RECORDS SUPPLIED:
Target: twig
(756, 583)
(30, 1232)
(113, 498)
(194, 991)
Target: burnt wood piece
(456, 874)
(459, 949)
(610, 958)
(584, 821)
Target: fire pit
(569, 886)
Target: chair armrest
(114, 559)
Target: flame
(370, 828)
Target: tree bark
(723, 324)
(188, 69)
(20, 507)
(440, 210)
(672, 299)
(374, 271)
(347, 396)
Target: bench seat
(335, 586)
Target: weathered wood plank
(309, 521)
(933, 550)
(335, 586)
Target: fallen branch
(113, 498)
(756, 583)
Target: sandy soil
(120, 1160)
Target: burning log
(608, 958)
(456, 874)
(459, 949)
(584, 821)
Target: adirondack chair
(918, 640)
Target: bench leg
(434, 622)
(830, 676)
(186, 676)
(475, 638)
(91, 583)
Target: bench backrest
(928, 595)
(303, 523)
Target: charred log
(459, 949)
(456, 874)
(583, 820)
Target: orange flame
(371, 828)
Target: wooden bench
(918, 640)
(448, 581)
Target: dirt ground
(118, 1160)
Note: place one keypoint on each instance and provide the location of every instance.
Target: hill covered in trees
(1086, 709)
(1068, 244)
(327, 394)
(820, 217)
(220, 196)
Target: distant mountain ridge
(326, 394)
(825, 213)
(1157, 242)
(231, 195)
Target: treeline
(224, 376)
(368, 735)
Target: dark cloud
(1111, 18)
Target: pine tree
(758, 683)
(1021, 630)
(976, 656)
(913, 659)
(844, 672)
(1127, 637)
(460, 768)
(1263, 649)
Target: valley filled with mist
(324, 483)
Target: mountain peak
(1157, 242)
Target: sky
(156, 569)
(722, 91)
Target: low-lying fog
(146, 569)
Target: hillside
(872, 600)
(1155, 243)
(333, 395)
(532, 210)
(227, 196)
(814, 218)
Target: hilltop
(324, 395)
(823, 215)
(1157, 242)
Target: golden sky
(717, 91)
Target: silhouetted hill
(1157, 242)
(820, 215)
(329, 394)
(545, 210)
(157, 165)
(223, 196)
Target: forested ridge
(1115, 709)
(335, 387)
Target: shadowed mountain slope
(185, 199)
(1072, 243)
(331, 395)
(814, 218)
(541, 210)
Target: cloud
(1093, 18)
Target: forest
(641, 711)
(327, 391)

EXERCISE DETAILS: Could you reproduce all of the entries above, line for line, without changing anything?

WORKED ANSWER:
Target: twig
(756, 583)
(30, 1232)
(113, 498)
(194, 991)
Target: burnt wood piece
(456, 874)
(459, 949)
(610, 958)
(584, 821)
Target: fire pit
(569, 886)
Target: chair armrest
(114, 559)
Target: flame
(370, 828)
Target: tree bark
(723, 324)
(188, 69)
(20, 507)
(440, 210)
(672, 299)
(374, 271)
(347, 396)
Target: bench seat
(335, 586)
Target: weathered wood plank
(309, 521)
(933, 550)
(335, 586)
Target: fallen branch
(113, 498)
(756, 583)
Target: sandy soil
(120, 1160)
Target: burning log
(608, 958)
(456, 874)
(459, 949)
(584, 821)
Target: adirondack chair
(918, 640)
Target: bench leg
(434, 622)
(830, 676)
(186, 676)
(475, 638)
(91, 583)
Target: bench backrest
(928, 595)
(303, 523)
Target: charred log
(459, 949)
(456, 874)
(583, 820)
Target: orange flame
(371, 828)
Target: wooden bench
(918, 640)
(448, 581)
Target: dirt ground
(118, 1160)
Note: place one keypoint on each instance and provide the location of every instance.
Target: hill covered in trees
(1086, 709)
(1068, 244)
(327, 394)
(820, 217)
(220, 196)
Target: distant mountain ridge
(326, 394)
(825, 213)
(1157, 242)
(231, 195)
Target: treeline
(224, 376)
(368, 735)
Target: dark cloud
(1111, 18)
Target: pine tree
(758, 683)
(1021, 630)
(976, 656)
(913, 659)
(844, 672)
(1127, 637)
(460, 768)
(1263, 649)
Target: valley filled with mist
(324, 483)
Target: mountain peak
(1157, 242)
Target: sky
(156, 569)
(722, 91)
Target: low-lying fog
(146, 569)
Target: hillside
(872, 600)
(1155, 243)
(333, 395)
(532, 210)
(227, 196)
(814, 218)
Target: hilltop
(324, 395)
(823, 215)
(1157, 242)
Target: golden sky
(717, 91)
Target: silhouetted hill
(1157, 242)
(820, 215)
(329, 394)
(545, 210)
(157, 165)
(223, 196)
Target: forested ridge
(1115, 709)
(335, 387)
Target: shadowed mountain slope
(185, 199)
(1072, 243)
(331, 395)
(814, 218)
(541, 210)
Target: cloud
(1093, 18)
Target: forest
(641, 711)
(327, 391)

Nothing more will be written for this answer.